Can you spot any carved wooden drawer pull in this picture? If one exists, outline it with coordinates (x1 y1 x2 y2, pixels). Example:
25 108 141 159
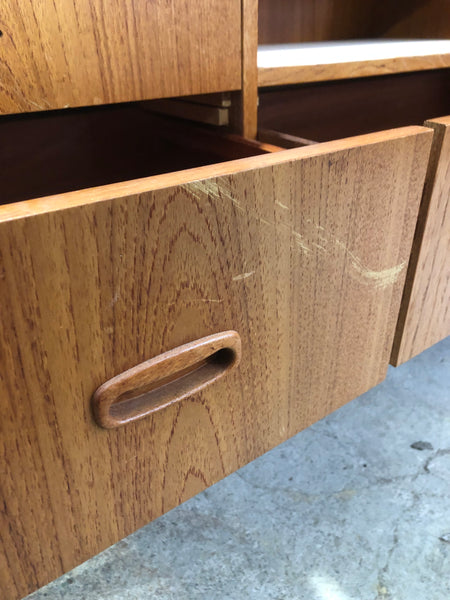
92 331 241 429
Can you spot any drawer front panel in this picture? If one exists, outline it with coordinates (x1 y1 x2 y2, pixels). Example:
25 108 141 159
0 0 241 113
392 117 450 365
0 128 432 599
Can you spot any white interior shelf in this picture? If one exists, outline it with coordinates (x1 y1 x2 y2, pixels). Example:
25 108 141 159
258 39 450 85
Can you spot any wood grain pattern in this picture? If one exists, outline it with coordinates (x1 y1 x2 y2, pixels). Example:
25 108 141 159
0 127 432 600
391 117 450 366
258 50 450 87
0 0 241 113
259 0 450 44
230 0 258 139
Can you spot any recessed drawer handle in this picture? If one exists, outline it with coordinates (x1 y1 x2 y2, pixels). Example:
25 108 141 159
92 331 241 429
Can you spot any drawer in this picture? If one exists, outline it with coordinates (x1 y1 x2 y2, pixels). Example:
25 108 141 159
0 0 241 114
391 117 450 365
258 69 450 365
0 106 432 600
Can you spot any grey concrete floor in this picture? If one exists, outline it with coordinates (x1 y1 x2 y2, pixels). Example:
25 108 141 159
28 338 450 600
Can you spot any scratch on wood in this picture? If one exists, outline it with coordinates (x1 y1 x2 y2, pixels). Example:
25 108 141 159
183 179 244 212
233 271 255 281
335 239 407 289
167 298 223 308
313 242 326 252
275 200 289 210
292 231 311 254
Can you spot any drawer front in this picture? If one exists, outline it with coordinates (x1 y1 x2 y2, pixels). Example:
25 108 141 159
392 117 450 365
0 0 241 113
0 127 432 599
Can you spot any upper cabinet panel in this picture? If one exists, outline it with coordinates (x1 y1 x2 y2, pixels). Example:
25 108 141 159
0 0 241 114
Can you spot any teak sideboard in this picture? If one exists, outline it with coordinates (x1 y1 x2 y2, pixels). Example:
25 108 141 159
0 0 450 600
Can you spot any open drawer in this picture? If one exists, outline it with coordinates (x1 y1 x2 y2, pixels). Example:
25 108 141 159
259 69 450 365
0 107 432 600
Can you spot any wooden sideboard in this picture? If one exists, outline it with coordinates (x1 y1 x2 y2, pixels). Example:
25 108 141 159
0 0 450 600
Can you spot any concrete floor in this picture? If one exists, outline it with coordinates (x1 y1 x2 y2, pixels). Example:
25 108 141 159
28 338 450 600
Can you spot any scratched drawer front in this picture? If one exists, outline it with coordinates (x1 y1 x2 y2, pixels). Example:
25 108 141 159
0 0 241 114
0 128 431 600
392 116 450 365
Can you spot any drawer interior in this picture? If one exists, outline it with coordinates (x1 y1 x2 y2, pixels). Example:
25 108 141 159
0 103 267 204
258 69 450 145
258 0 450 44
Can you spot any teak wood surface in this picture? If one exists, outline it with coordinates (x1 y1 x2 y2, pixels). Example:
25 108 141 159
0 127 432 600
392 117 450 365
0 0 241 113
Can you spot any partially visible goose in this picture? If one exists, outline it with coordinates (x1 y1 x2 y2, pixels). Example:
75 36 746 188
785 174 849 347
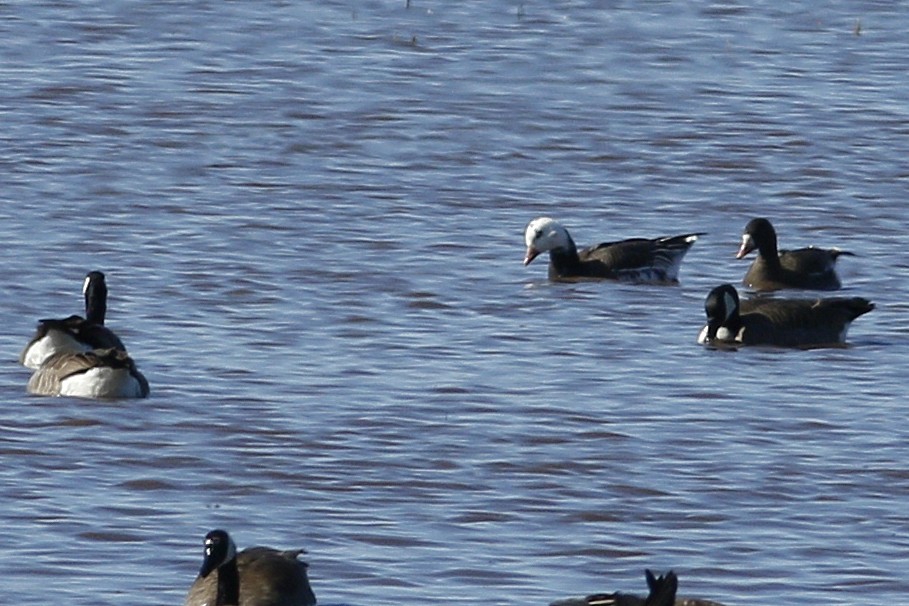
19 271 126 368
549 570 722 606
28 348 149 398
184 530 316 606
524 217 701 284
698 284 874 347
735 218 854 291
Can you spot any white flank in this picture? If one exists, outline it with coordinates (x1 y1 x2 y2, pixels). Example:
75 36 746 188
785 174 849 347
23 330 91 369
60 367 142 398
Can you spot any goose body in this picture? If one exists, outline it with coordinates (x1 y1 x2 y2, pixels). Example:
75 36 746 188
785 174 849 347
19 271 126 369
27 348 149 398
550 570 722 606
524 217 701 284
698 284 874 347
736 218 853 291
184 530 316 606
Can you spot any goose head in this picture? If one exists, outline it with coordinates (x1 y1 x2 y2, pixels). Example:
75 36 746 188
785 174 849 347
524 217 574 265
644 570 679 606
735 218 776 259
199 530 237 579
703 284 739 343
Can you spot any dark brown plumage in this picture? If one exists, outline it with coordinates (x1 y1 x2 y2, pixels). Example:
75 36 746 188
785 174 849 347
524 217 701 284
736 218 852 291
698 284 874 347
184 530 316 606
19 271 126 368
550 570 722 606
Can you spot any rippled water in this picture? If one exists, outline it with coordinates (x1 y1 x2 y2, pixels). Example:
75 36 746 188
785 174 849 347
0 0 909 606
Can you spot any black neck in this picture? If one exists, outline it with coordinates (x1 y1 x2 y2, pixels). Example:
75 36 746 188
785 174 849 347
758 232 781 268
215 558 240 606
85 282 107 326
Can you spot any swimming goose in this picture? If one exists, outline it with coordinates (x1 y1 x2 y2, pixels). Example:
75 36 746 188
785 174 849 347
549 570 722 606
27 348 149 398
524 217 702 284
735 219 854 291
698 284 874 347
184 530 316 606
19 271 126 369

§ **REQUISITI**: Ricopia fedelmente tutte le voci qui sopra, riga per riga e senza alcuna modifica, tralasciando però le immagini, per favore.

§ **SOLUZIONE SVOLTA**:
Can you spot any carved wooden drawer pull in this picture? If one exists, outline it with coordinates (x1 y1 x2 y2, pixels). Example:
25 108 141 159
92 331 241 429
Can you spot any drawer front panel in this picture? If one exists, outline it with coordinates (x1 y1 x2 y2, pixels). Example:
25 108 141 159
0 0 241 113
392 117 450 365
0 128 432 599
Can you spot any white interior shelf in this picture? If one exists, outline it with coordinates (x1 y1 x2 y2, pixels). Example:
25 108 141 159
258 39 450 85
Can you spot any wood grain pattern in this picture? If one exists, outline it with coordinates (x1 y1 x2 y2, pixels). Example:
25 108 141 159
0 127 432 600
391 117 450 366
258 50 450 87
0 0 241 113
259 0 450 44
230 0 258 139
Can you spot any recessed drawer handle in this picture? If one exists, outline it with coordinates (x1 y1 x2 y2, pixels). Example:
25 108 141 159
92 331 241 429
Can you spot any drawer in this picture? If one exists, outline it with coordinates (x1 y1 x2 y2, pixels). Example:
25 108 141 159
0 0 241 114
391 117 450 365
258 69 450 365
0 106 432 600
Can you spot any grey concrete floor in this picture? If one exists, outline it with coordinates (x1 y1 x2 y2, pixels). Example:
25 108 141 159
28 338 450 600
Can you spot any scratch on wood in this picture? If one exists, outline it with coordinates (x1 y1 x2 y2, pixels). Example:
25 108 141 159
183 179 244 212
233 271 255 281
335 239 407 289
167 298 223 308
313 242 326 252
275 200 289 210
292 231 311 254
Can you spot any drawer front in this picture? If one exists, outline it with coordinates (x1 y1 x2 y2, pixels). Example:
25 108 141 159
392 117 450 365
0 0 241 113
0 127 432 599
Can you spot any upper cabinet panel in this picture? If one exists, outline it with coordinates (x1 y1 x2 y2, pixels). Example:
25 108 141 159
0 0 241 114
Can you spot any teak sideboard in this picture? If one exists, outline it with coordinates (x1 y1 x2 y2, pixels). Example:
25 108 141 159
0 0 450 600
Can you spot any open drawer in this picture? If one exists, outline it with coordinates (x1 y1 x2 y2, pixels). Example:
25 108 141 159
259 69 450 365
0 107 432 600
Can you spot any wooden sideboard in this picture? If one exists, outline it with coordinates (x1 y1 x2 y2, pixels). Example:
25 108 141 159
0 0 450 600
Can you spot any concrete floor in this picture? If one exists, outline it with coordinates (x1 y1 x2 y2, pixels). Example:
25 108 141 159
28 338 450 600
Can you spot any scratched drawer front in this picture? If one exists, outline it with coordinates (x1 y1 x2 y2, pixels). Example:
25 108 141 159
0 0 241 114
0 128 431 600
392 116 450 365
Can you spot any drawer interior in this picture? If one exists, outline it with coordinates (x1 y1 x2 y2, pixels). Example:
25 108 141 159
0 103 267 204
258 69 450 145
258 0 450 44
Can you spot any teak wood surface in this picture? If one exists, outline it with coordinates (x1 y1 x2 y2, pixels). Example:
25 108 141 159
0 127 432 600
392 117 450 365
0 0 241 113
Can you spot any partially visible goose in this picture? If one exists, outline it with coordinates (x1 y1 x2 y2, pixels). Example:
75 36 746 188
785 174 849 347
19 271 126 368
549 570 722 606
28 348 149 398
184 530 316 606
524 217 701 284
698 284 874 347
735 218 854 291
Can you spot any white flank in this picture? If one exists, outline it with coordinates (x1 y1 x2 y2, pixels). Example:
75 36 746 188
785 174 849 347
23 330 91 369
60 367 142 398
Can you spot any goose body in this picture? If one exists, outline it with coordinates (x1 y1 x2 y2, pixels). Example:
75 36 746 188
785 174 849 347
19 271 126 369
27 348 149 398
550 570 722 606
524 217 701 284
698 284 874 347
736 218 853 291
184 530 316 606
Can you spot any goose head in this picture? If one exists, outline it with coordinates (x1 y1 x2 y2, pixels). Example:
75 36 746 188
785 174 849 347
524 217 574 265
644 570 679 606
735 218 776 259
199 530 237 579
703 284 739 343
Can you spot any dark brown plumage in this picture? If one exists, outline it with coordinates (x1 y1 x2 y2, pixels). Example:
75 36 746 188
785 174 849 347
524 217 701 284
736 218 852 291
698 284 874 347
184 530 316 606
19 271 126 368
550 570 722 606
Can you spot any rippled water in this picture? If one exists, outline it with coordinates (x1 y1 x2 y2, pixels). Example:
75 36 746 188
785 174 849 347
0 0 909 606
Can you spot any black neck in this picture? If one exists, outline it with coordinates (x1 y1 x2 y2, pixels). Example:
75 36 746 188
785 174 849 347
758 232 781 268
215 558 240 606
85 282 107 326
Can you spot any swimming goose in this picture? If one exists, outline it with coordinates (x1 y1 x2 y2, pixels). Example:
75 36 746 188
785 174 849 347
549 570 722 606
27 348 149 398
524 217 702 284
735 219 854 291
698 284 874 347
184 530 316 606
19 271 126 369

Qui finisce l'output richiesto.